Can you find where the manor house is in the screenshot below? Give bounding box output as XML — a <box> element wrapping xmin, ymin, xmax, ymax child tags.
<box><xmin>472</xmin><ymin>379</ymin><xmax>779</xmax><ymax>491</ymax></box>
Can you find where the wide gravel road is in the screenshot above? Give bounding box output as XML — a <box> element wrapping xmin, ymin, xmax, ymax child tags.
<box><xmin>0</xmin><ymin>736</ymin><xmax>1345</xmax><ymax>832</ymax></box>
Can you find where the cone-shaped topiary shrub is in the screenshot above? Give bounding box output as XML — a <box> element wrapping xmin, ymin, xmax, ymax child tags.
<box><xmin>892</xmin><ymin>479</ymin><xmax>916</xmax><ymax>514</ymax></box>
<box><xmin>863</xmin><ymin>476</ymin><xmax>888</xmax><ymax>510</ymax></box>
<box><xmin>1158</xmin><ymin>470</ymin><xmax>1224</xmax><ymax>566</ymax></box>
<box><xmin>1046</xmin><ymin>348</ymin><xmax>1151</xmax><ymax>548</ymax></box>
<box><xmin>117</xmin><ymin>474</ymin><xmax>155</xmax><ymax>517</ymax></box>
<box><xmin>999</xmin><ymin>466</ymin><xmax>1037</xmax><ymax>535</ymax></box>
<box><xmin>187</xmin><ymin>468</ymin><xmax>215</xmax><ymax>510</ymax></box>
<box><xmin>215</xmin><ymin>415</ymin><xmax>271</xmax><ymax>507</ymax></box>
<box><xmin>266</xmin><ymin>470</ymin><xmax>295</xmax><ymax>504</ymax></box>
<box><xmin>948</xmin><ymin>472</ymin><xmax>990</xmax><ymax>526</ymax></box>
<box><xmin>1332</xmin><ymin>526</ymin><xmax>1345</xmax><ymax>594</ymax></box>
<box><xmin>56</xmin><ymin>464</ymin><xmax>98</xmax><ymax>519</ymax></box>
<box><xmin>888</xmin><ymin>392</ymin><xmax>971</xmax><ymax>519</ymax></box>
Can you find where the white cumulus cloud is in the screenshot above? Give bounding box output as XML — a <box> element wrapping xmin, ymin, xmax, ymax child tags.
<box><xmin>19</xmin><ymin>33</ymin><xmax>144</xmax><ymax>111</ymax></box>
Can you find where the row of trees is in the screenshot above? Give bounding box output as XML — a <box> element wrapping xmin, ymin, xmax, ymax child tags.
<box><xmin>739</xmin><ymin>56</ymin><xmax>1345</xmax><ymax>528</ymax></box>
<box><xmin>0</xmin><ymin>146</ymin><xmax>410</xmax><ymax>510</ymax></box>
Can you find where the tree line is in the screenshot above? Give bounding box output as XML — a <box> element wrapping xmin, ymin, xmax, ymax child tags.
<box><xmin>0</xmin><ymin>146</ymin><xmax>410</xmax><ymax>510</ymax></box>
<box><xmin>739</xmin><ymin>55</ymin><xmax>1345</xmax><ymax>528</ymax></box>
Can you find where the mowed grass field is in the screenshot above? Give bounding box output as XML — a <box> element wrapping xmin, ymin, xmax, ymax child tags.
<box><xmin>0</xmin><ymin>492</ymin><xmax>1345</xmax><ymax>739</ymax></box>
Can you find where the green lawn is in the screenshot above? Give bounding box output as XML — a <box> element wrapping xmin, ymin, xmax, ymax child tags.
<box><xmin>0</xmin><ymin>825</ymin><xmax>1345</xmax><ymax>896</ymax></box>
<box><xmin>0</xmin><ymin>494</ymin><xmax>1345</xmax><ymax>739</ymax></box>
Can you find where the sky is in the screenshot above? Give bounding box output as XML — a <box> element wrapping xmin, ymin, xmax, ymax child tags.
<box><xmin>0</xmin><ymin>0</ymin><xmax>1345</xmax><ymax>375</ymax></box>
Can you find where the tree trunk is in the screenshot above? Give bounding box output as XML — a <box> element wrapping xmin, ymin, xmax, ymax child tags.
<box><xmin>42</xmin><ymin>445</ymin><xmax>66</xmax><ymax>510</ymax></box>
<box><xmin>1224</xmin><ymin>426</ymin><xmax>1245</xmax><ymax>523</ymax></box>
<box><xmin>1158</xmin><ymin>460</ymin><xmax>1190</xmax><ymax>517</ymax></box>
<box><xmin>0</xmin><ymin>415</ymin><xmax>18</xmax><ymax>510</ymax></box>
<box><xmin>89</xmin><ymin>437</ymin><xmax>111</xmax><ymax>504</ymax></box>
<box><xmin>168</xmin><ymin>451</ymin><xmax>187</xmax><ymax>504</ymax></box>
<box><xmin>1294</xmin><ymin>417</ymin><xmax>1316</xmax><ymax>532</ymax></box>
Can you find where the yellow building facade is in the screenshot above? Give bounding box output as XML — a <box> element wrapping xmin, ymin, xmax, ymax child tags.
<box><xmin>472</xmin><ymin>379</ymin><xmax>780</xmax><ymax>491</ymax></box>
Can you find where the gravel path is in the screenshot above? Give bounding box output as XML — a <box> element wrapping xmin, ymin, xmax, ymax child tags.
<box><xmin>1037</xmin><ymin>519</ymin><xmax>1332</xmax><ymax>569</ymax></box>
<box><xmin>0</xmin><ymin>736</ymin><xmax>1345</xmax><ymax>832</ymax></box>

──────────

_WHAT YOU HAVE TO DO:_ Using the data above, reproduce every line exactly.

_EXERCISE OUTPUT:_
Can you find where the manor house is in the screenshot below? Give bounding box output as XML — a <box> element wrapping xmin, ymin, xmax, ymax child tags.
<box><xmin>472</xmin><ymin>379</ymin><xmax>779</xmax><ymax>491</ymax></box>
Can you find where the wide gravel road is in the screenshot above? Give bounding box output as XML — a <box> element wrapping xmin, ymin, xmax, ymax child tags.
<box><xmin>0</xmin><ymin>736</ymin><xmax>1345</xmax><ymax>832</ymax></box>
Can you find where the cone-shaped topiary shrub is in the screenshot above? Give bounding box output as XML — a <box> element wrapping xmin, ymin, xmax, ymax child tags.
<box><xmin>892</xmin><ymin>479</ymin><xmax>916</xmax><ymax>514</ymax></box>
<box><xmin>863</xmin><ymin>476</ymin><xmax>888</xmax><ymax>510</ymax></box>
<box><xmin>1158</xmin><ymin>470</ymin><xmax>1224</xmax><ymax>566</ymax></box>
<box><xmin>1046</xmin><ymin>348</ymin><xmax>1151</xmax><ymax>548</ymax></box>
<box><xmin>117</xmin><ymin>474</ymin><xmax>155</xmax><ymax>517</ymax></box>
<box><xmin>999</xmin><ymin>466</ymin><xmax>1037</xmax><ymax>535</ymax></box>
<box><xmin>187</xmin><ymin>468</ymin><xmax>215</xmax><ymax>510</ymax></box>
<box><xmin>215</xmin><ymin>415</ymin><xmax>271</xmax><ymax>507</ymax></box>
<box><xmin>266</xmin><ymin>470</ymin><xmax>295</xmax><ymax>504</ymax></box>
<box><xmin>948</xmin><ymin>472</ymin><xmax>990</xmax><ymax>526</ymax></box>
<box><xmin>1332</xmin><ymin>526</ymin><xmax>1345</xmax><ymax>594</ymax></box>
<box><xmin>56</xmin><ymin>464</ymin><xmax>98</xmax><ymax>519</ymax></box>
<box><xmin>888</xmin><ymin>392</ymin><xmax>971</xmax><ymax>519</ymax></box>
Can you find where the white cumulus cloud is in the screenshot above? Give bounding box output as XML — a <box> element wrapping xmin, ymin, xmax, ymax child tags.
<box><xmin>19</xmin><ymin>33</ymin><xmax>144</xmax><ymax>111</ymax></box>
Can you find where the row of trees is in the screenshot above? Give bounding box output as XML — a <box> element wrapping xmin, ymin, xmax, ymax child tags.
<box><xmin>739</xmin><ymin>56</ymin><xmax>1345</xmax><ymax>528</ymax></box>
<box><xmin>0</xmin><ymin>146</ymin><xmax>410</xmax><ymax>510</ymax></box>
Can you find where the tree line is in the screenshot above? Give bounding box output as XML — a <box> element wrapping xmin, ymin, xmax, ymax child tags.
<box><xmin>0</xmin><ymin>146</ymin><xmax>410</xmax><ymax>510</ymax></box>
<box><xmin>739</xmin><ymin>55</ymin><xmax>1345</xmax><ymax>528</ymax></box>
Can you find where the mowed grass field is in the screenshot above? Give bounding box output as XML — a <box> element wrapping xmin, ymin, xmax, ymax child tags.
<box><xmin>0</xmin><ymin>492</ymin><xmax>1345</xmax><ymax>739</ymax></box>
Can you find where the green lawn is in the screenshot above? Give bounding box output as XML — a <box> element wrapping xmin, ymin, xmax, ymax child tags.
<box><xmin>0</xmin><ymin>825</ymin><xmax>1345</xmax><ymax>896</ymax></box>
<box><xmin>0</xmin><ymin>494</ymin><xmax>1345</xmax><ymax>739</ymax></box>
Can you find where the sky is in the screenshot above? Give bounding box output as XML — a <box> element wrapping xmin, ymin, xmax, ymax child tags.
<box><xmin>0</xmin><ymin>0</ymin><xmax>1345</xmax><ymax>375</ymax></box>
Can you find where the tree trunk is in the screenshot above? Give bounding box output as XML — a <box> element wrapping xmin, ymin, xmax, ymax child tags.
<box><xmin>42</xmin><ymin>445</ymin><xmax>66</xmax><ymax>510</ymax></box>
<box><xmin>1224</xmin><ymin>426</ymin><xmax>1245</xmax><ymax>523</ymax></box>
<box><xmin>1158</xmin><ymin>460</ymin><xmax>1190</xmax><ymax>517</ymax></box>
<box><xmin>0</xmin><ymin>415</ymin><xmax>18</xmax><ymax>510</ymax></box>
<box><xmin>89</xmin><ymin>437</ymin><xmax>111</xmax><ymax>504</ymax></box>
<box><xmin>168</xmin><ymin>451</ymin><xmax>187</xmax><ymax>504</ymax></box>
<box><xmin>1294</xmin><ymin>417</ymin><xmax>1316</xmax><ymax>532</ymax></box>
Can you find where the yellow building facade is in the screenshot above? Give bounding box output as XML — a <box> element wrapping xmin, ymin, xmax, ymax child tags.
<box><xmin>472</xmin><ymin>379</ymin><xmax>780</xmax><ymax>491</ymax></box>
Can you find where the gravel path is in the screenshot above? Give bounding box output as XML — a <box> element wrapping xmin, ymin, xmax, ymax child tags.
<box><xmin>1037</xmin><ymin>519</ymin><xmax>1332</xmax><ymax>569</ymax></box>
<box><xmin>0</xmin><ymin>736</ymin><xmax>1345</xmax><ymax>832</ymax></box>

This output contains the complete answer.